• ACTIVITY: Repeat nothing but the line containing "Target: black legging" and the lines that follow it, up to and including the last line of the data below.

[Records drawn from a dataset]
——————————

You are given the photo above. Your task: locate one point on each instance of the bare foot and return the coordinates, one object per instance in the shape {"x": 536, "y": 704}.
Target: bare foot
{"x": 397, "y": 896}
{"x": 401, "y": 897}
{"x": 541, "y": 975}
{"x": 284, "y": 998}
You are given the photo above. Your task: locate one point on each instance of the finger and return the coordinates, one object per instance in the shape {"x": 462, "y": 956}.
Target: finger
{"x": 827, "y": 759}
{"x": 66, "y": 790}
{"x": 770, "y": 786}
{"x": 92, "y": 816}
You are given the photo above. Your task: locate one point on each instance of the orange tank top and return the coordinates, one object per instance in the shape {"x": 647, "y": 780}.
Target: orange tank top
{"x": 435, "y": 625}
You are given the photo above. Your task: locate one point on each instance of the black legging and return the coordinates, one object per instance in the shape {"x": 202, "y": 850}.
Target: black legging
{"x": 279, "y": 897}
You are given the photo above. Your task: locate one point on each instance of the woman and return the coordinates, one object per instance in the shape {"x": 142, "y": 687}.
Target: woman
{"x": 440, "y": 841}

——————————

• WRITTEN SOLUTION:
Target: black legging
{"x": 279, "y": 897}
You are given the photo above. Your task: locate one point on each instance of the woman and return the coordinates, one object per instance in the shape {"x": 142, "y": 687}.
Target: woman
{"x": 440, "y": 841}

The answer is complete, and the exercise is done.